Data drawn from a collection
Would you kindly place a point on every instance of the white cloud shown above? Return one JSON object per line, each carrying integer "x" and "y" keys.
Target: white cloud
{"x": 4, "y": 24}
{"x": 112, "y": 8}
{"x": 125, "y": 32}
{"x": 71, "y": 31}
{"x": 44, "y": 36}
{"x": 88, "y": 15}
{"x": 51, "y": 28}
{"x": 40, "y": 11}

Written task:
Can you lay out the material above as a two-column CSV with the headers text and answer, one row for each item? Put each field in double quotes and turn any line breaks into spaces.

Exercise response:
text,answer
"Would you kindly place a point on every instance of the white cloud shown above? Return one JSON object per line, each carrying integer ""x"" and ""y"" keys. Target: white cloud","{""x"": 4, ""y"": 24} {""x"": 112, ""y"": 8} {""x"": 125, ""y"": 32} {""x"": 71, ""y"": 31} {""x"": 44, ""y"": 36} {""x"": 88, ""y"": 15} {""x"": 51, ""y"": 28} {""x"": 40, ""y"": 11}"